**Tasks to complete**
**a.** From the passage on binomial and geometric distributions, set down word for word the part starting with "Suppose we have" and going on through "again, \(q = 1-p\).".
**b.** Rewrite the paragraph of the passage on binomial and geometric distributions that begins "Suppose we have a sequence of Bernoulli trials" as a short list, keeping its main facts.

The first question asks for \(P(X = 2)\) which is \[P(X = 2) = \binom{20}{2} p^2 \cdot (1-p)^{18} \approx .189.\]

The second question asks for \[P(X \leq 1) = \sum_{x = 0}^1 \binom{20}{x}p^x(1-p)^{20-x},\]
and using R, we see that \(P(X \leq 1)\) = `pbinom(1,20,.05)`

\(\approx\) 0.736.

The third question asks for \[P(X > 3) = 1 - P(X \leq 3),\]
which we can evaluate in R with
`1-pbinom(3,20,.05)`

\(\approx\) 0.016.

**Example 7.5 **Suppose \(X\) is \(\texttt{binom}(60,1/4)\). Then \(\mu = 60\cdot\frac{1}{4} = 15\) and \(\sigma^2 = 60\cdot \frac{1}{4} \cdot \frac{3}{4} = 11.25.\)
Tchebbysheff says at least 75% of the distribution is within 2 standard deviations of the mean, so in this case, at least 75% of the distribution is between \(15 - 2\cdot \sqrt{11.25}\) and \(15 + 2\cdot \sqrt{11.25},\) or between 8.3 and 21.7. The actual percentage is closer to 95%, and it can be found by summing all \(p(x)\) for \(x\) between 8.29 and 21.7. This sum is calculated in R by

`## [1] 0.9489842`

## 7.2 Geometric Distributions

Suppose we have a sequence of Bernoulli trials, independent, with probability of success \(p\) on each trial. Let \(X\) equal the number of trials up to and including the trial of the first success. Then \(X\) is called a **geometric distribution with parameter \(p\)**, denoted \(\texttt{geom}(p)\).

The probability function for \(X\) is given by \[p(x) = q^{x-1}\cdot p,\] for \(x = 1, 2, 3, \ldots,\) where, again, \(q = 1-p\).

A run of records
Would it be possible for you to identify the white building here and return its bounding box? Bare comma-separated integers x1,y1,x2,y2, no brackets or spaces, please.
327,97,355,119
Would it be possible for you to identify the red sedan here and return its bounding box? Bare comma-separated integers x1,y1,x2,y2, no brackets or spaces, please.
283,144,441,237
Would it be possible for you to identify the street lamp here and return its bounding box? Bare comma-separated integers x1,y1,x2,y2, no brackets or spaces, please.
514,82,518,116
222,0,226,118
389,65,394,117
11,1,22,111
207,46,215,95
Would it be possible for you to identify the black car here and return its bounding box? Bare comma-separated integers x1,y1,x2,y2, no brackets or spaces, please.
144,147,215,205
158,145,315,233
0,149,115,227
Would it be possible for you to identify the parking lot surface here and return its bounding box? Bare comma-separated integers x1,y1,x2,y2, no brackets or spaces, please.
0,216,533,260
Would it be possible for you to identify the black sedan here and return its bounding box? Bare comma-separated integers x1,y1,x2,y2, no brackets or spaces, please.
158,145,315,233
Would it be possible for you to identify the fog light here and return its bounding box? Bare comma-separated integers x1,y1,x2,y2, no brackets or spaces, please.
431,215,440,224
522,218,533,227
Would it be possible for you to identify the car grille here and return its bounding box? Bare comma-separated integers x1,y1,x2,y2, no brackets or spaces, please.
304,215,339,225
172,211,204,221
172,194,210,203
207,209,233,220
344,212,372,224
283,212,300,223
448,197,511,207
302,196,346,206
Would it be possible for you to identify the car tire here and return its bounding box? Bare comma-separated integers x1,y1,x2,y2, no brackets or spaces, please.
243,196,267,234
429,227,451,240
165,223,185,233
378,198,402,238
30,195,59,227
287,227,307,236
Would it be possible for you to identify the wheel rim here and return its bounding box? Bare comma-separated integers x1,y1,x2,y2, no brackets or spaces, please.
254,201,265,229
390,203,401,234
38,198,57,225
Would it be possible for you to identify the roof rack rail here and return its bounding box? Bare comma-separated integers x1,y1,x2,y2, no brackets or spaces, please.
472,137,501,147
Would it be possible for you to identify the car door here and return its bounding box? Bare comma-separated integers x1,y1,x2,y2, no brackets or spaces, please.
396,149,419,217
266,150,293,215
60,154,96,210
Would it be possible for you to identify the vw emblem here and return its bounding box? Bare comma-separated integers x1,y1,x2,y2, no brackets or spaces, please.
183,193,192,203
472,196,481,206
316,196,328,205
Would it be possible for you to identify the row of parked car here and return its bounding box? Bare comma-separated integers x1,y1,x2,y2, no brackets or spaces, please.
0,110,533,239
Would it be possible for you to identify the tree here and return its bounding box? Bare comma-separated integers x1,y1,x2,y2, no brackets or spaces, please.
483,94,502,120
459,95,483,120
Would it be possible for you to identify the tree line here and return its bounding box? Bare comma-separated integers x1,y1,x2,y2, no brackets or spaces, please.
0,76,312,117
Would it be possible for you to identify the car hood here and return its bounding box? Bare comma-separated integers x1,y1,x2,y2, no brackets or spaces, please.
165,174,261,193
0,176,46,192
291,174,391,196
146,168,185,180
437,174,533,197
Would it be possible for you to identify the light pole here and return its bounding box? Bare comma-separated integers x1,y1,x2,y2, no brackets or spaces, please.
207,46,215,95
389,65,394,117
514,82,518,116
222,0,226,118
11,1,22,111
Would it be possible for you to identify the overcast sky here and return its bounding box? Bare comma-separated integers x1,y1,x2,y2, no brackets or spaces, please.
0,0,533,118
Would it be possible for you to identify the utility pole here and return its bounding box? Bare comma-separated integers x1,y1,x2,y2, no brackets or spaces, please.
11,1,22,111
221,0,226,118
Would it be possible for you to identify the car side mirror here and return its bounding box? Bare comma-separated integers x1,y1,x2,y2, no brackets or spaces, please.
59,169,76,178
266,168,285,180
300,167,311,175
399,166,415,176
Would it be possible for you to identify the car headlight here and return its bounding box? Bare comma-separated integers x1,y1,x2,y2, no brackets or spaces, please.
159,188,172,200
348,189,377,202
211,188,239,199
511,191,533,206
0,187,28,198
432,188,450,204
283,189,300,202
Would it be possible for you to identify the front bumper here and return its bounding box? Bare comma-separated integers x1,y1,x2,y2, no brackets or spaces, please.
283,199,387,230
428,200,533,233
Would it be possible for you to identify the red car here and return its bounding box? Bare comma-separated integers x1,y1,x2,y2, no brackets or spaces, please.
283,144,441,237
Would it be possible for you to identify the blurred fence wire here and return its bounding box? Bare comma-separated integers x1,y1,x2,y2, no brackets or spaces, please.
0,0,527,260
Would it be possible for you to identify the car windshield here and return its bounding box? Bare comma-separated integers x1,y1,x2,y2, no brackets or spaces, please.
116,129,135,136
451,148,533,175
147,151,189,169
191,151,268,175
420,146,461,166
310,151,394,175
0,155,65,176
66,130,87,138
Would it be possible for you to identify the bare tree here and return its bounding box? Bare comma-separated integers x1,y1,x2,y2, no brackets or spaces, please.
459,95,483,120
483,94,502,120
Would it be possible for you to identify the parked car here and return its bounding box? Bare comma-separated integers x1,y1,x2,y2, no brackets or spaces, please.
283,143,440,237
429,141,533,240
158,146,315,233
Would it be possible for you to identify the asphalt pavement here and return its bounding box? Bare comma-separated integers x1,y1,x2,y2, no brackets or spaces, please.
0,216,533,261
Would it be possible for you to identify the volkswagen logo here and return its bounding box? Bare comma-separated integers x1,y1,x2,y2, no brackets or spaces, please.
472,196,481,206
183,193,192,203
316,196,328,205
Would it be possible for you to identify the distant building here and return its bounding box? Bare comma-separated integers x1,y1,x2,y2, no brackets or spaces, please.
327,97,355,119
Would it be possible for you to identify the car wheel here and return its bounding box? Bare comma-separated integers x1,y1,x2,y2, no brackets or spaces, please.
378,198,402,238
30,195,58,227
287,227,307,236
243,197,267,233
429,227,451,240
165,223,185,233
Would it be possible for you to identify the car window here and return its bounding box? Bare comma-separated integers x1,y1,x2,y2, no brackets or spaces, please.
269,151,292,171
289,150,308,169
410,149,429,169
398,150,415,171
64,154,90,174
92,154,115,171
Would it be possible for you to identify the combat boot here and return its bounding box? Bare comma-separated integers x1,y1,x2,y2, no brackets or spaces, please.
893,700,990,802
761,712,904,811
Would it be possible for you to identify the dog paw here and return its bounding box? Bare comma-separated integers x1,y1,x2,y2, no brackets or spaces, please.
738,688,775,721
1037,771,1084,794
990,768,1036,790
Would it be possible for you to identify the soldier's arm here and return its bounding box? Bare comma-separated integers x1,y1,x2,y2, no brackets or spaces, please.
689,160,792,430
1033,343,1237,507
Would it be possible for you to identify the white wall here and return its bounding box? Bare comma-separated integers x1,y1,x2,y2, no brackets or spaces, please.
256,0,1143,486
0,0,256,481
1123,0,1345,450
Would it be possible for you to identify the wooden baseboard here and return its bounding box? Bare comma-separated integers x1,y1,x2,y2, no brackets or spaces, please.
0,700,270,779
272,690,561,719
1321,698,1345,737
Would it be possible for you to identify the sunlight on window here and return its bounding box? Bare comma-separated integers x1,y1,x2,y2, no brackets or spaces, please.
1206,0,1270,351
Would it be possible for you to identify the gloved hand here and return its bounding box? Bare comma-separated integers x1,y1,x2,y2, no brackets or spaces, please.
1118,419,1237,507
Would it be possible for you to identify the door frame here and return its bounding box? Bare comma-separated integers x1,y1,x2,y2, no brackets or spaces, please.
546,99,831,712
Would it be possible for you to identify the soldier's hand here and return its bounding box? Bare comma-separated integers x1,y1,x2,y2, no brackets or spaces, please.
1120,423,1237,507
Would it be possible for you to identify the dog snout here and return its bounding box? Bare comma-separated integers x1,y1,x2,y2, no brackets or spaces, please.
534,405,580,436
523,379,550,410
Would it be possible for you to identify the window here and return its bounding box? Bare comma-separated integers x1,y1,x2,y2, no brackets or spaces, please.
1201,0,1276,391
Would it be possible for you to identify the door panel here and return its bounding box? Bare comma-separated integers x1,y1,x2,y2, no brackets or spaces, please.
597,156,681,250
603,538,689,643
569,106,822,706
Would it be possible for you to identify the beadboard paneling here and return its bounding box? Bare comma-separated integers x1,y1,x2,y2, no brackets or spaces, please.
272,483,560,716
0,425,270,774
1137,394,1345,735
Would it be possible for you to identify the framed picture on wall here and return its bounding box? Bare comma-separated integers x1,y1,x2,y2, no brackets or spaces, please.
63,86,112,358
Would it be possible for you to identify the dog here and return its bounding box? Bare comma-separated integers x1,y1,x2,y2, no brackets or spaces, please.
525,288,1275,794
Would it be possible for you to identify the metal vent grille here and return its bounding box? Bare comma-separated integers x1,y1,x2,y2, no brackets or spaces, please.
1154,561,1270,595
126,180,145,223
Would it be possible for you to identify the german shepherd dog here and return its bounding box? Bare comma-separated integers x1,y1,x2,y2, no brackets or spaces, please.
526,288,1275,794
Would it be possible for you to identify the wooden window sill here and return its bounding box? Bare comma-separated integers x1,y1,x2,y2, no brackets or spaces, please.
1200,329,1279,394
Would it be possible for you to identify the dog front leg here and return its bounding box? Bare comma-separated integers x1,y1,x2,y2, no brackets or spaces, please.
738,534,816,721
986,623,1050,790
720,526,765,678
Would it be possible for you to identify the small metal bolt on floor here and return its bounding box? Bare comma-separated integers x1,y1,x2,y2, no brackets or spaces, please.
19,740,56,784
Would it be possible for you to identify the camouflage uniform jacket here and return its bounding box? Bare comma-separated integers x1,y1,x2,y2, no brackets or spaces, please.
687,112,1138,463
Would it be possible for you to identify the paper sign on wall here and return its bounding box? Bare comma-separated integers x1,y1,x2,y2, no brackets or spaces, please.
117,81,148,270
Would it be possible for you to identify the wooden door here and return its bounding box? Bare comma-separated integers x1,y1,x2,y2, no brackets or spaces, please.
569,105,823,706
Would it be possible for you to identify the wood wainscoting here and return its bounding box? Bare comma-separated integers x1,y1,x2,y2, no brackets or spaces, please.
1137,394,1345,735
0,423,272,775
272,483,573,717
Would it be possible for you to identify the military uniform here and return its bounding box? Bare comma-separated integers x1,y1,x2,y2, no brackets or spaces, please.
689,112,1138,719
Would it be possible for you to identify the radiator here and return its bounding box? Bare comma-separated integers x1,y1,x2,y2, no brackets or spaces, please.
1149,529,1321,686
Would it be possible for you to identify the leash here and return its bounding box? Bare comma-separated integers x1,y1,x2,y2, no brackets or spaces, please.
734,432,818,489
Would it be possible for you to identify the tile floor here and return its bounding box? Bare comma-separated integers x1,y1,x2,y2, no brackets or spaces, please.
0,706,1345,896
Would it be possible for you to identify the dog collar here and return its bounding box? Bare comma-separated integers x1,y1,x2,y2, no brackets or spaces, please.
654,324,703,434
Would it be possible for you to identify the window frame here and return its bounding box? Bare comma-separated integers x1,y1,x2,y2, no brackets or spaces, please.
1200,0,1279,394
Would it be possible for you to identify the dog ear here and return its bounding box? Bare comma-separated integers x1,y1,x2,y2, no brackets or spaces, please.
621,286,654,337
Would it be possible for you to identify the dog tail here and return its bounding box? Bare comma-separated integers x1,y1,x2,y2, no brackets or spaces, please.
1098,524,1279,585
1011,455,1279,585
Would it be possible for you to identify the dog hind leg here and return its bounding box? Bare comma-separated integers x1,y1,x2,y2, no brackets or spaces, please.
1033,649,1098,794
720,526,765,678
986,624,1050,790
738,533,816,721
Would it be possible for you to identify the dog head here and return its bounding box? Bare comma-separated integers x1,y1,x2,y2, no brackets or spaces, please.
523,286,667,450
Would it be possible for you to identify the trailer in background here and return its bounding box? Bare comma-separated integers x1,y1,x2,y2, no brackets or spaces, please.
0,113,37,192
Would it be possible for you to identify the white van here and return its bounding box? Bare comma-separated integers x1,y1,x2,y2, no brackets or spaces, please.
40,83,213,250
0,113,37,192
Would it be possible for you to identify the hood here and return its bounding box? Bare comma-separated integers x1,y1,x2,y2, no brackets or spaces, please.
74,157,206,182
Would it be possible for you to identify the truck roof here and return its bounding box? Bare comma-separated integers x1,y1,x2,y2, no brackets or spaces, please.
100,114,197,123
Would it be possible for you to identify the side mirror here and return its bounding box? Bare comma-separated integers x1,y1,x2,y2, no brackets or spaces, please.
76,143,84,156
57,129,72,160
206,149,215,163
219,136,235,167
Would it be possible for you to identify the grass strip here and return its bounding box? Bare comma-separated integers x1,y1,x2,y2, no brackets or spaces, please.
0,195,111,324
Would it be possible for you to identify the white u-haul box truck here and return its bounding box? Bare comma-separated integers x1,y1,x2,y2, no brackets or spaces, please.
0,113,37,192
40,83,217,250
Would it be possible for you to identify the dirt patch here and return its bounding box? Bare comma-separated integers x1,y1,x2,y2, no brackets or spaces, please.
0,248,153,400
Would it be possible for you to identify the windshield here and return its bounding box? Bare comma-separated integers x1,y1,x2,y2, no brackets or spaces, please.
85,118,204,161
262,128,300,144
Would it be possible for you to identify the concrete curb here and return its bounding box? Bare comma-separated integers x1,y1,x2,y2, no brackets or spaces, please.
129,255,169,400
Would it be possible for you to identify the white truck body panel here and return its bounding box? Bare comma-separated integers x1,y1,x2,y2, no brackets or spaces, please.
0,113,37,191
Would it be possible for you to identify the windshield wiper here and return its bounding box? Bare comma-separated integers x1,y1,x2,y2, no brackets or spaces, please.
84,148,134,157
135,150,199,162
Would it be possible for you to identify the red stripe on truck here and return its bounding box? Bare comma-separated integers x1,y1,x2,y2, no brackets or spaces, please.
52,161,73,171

**Final results**
**a.**
Suppose we have a sequence of Bernoulli trials, independent, with probability of success \(p\) on each trial. Let \(X\) equal the number of trials up to and including the trial of the first success. Then \(X\) is called a **geometric distribution with parameter \(p\)**, denoted \(\texttt{geom}(p)\).

The probability function for \(X\) is given by \[p(x) = q^{x-1}\cdot p,\] for \(x = 1, 2, 3, \ldots,\) where, again, \(q = 1-p\).

**b.**
- Take a sequence of independent Bernoulli trials, each with probability of success p.
- Let X be the number of trials up to and including the first success.
- X is then a geometric distribution with parameter p, written geom(p).